● **Aangeleverde tekst**:

┌────────

Voor Schopenhauer is het medelijden de basis van elke morele handeling. Dit medelijden vloeit voort uit het inzicht dat het individu wezenlijk deel is van een geheel, dat hij slechts een verschijningsvorm is van een metafysisch grondbeginsel: de ene ongedeelde Wil. De mens herkent zichzelf in alle levende wezens vanuit dit inzicht, dat tot hem spreekt met de woorden ‘Dat ben jij’.
Met deze spreuk, de letterlijke vertaling van het beroemde Sanskritische ‘Tat tvam asi’ 
uit de Upanishads, plaatst Schopenhauer zich niet alleen in de eeuwenoude traditie van het hindoeïsme, maar trekt hij ook de consequenties uit zijn eigen metafysische systeem.
Schopenhauer vervat zijn betoog in een meeslepende stijl, doorspekt met felle polemische uitvallen, bloemrijke metaforen en concrete voorbeelden. Dit maakt Dat ben jij tot een leerrijk, maar vooral ook onderhoudend opstel, dat ernst, verontwaardiging en morele diepzinnigheid op een literaire manier combineert.  (Ida Lamers)

 

 

6. Tao   bij Zuang zi en Lao tse (Tao te Ching)


Een begrip uit de klassieke Chinese filosofie is Tao. Het duidt op de alomvattende, uit zichzelf bestaande, oneindige, tijdloze kosmische eenheid. De bron van alles én de bestemming van alles zonder begin en zonder einde.  De essentie van Tao is dat het niet uitgedrukt kan worden. Als men denkt het wel te kunnen uitdrukken, dan is het niet Tao.”

 Tao is immers vormloos en niet gebonden aan een vorm.  Voor zover je het Chinees letterlijk kunt vertalen betekent het woord Tao “Weg”.  Volgens het Taoïsme is alles in een perfecte harmonie. Geen statische harmonie, maar één die voortdurend verandert, een in voortdurend wisselend evenwicht. Geen stilstand, maar dynamiek. Alles heeft zijn tegendeel. Niets kan bestaan zonder dat tegendeel en: voor alles is er de juiste tijd. Je zou kunnen zeggen, dat als je leeft met deze waarheden je met Tao leeft: op de juiste weg bent, de juiste manier van leven hebt. Leeft in overeenstemming met de werkzame kracht die het leven, het heelal, in stand houdt. Die kracht heet ook Tao. Tao is dus de weg, de waarheid, het leven. In zijn meest fundamentele vorm is Taoïsme een manier van leven en werken die accepteert wat er gebeurt, het waardeert en ervan leert

 

(Zuang zi 6,1)

Tao handelt niet en heeft geen gestalte.

Men kan het doorgeven zonder dat een ander het kan behouden.

Men kan het begrijpen, zonder het te kunnen zien.

Het is zijn eigen wortel en heeft altijd bestaan, zels voor de schepping van hemel en aarde.

Bestaand boven de hoogste toppen van het universum is het toch niet hoog.

Aan deze zijde van de zes uiteinden van het universum liggend is het toch niet diep. Geboren voor de hemel en de aarde bezit het geen duur.

└────────

● **Getoonde records**:
┌────────

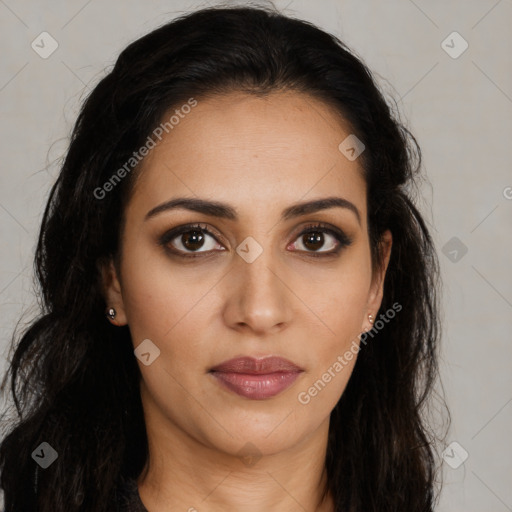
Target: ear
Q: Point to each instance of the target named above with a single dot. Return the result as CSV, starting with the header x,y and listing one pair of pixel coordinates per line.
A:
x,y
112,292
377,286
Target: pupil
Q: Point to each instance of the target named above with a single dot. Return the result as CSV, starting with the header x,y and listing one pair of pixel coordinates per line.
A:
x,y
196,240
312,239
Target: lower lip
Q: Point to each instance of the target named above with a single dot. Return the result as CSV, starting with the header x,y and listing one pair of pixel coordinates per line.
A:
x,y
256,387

└────────
┌────────

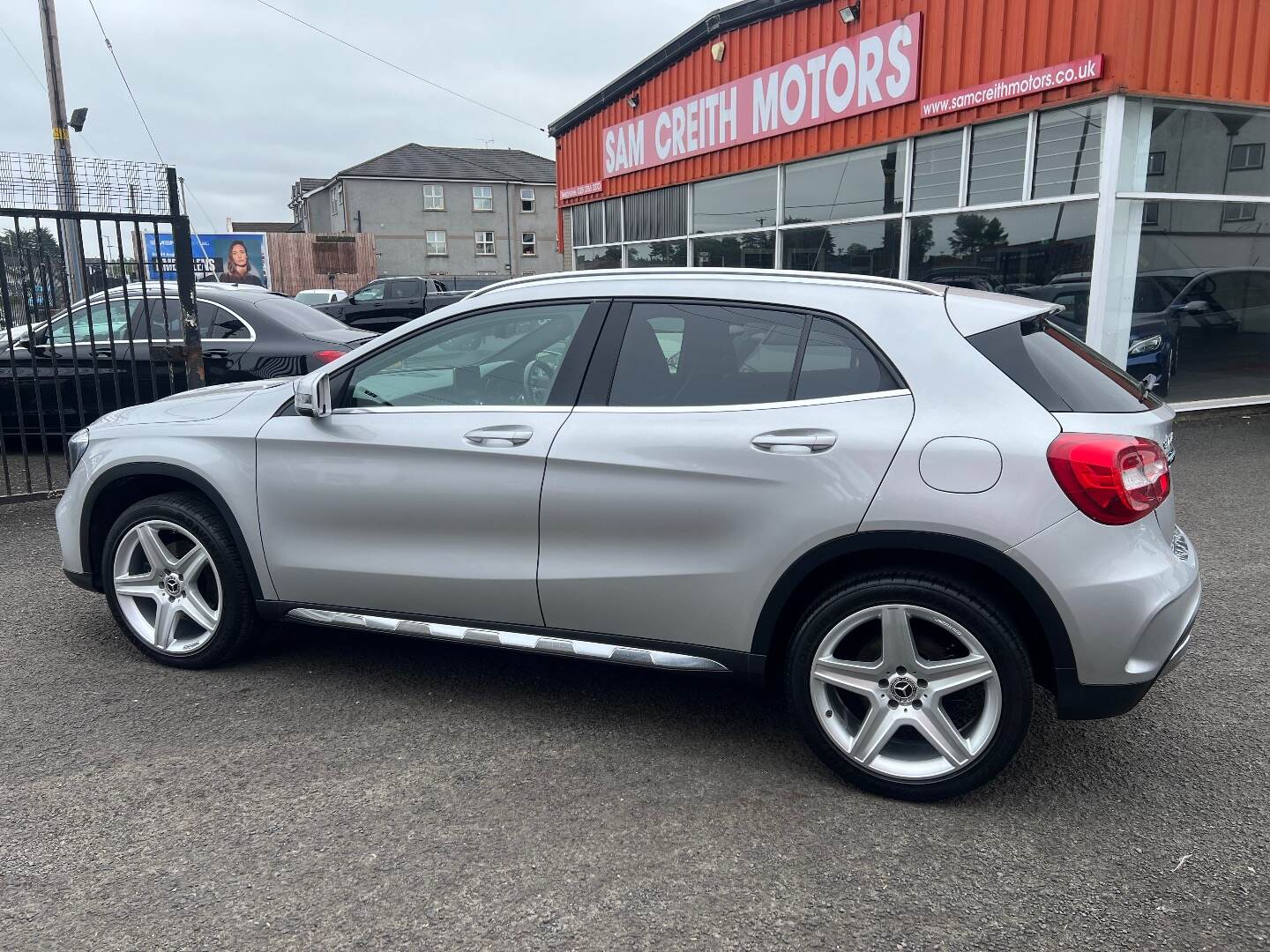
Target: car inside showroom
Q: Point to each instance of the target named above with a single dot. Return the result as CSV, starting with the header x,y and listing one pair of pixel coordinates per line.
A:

└────────

● **Opdrachten**:
1 - Zet de alinea uit de aangeleverde tekst die begint met "Voor Schopenhauer is het medelijden" alsjeblieft om in een korte opsomming en behoud de belangrijkste feiten.
2 - Waarom is iets volgens de aangeleverde tekst geen Tao als iemand denkt dat hij het kan uitdrukken? Antwoord in één tot drie zinnen.
3 - Schrijf een vervolg op de aangeleverde tekst over Schopenhauer en Tao dat aansluit op de laatste zin.

● **De antwoorden**:
1 -
- Voor Schopenhauer is medelijden de basis van elke morele handeling.
- Het komt voort uit het inzicht dat het individu wezenlijk deel is van een geheel: een verschijningsvorm van één ongedeelde Wil.
- Vanuit dat inzicht herkent de mens zichzelf in alle levende wezens, met de woorden "Dat ben jij".

2 - Tao is vormloos en niet aan een vorm gebonden, en daarom kan het niet worden uitgedrukt. Wie denkt het toch te kunnen uitdrukken, heeft het dus niet over Tao.

3 -
Ouder dan de oudste ouderdom wordt het desondanks niet oud. 

 

 

(Tao te ching 25) Lao Tse

Er is iets, waaruit het chaos is voortgekomen

Eerder dan hemel en aarde ontstaan

eenzaam-stil, eindeloos-wijd.

In zich alleen, onveranderlijk,

Omcirkelend, zich nooit uitputtend.

Men zou het de oermoeder van het al kunnen noemen,

Ik ken zijn naam niet. Ik noem het tao..  

 

         (Zuang zi   23-2)

De mens in wie de grote vrede heerst straalt het licht van de hemel uit.

Hij straalt het hemelse licht uit en toch ziet elke mens in hem een mens,

elk wezen in hem een wezen.

Daar hij zich als mens vervolmaakt heeft bezit hij nu bestendigheid.

Wie bestendigheid bezit is door de mens bewoond, wordt door de hemel bijgestaan. In zoverre hij door de mens bewoond word

noemt men hem afstammeling des hemels

en in zoverre hij door de hemel wordt bijgestaan

noemt men hem de zoon des hemels.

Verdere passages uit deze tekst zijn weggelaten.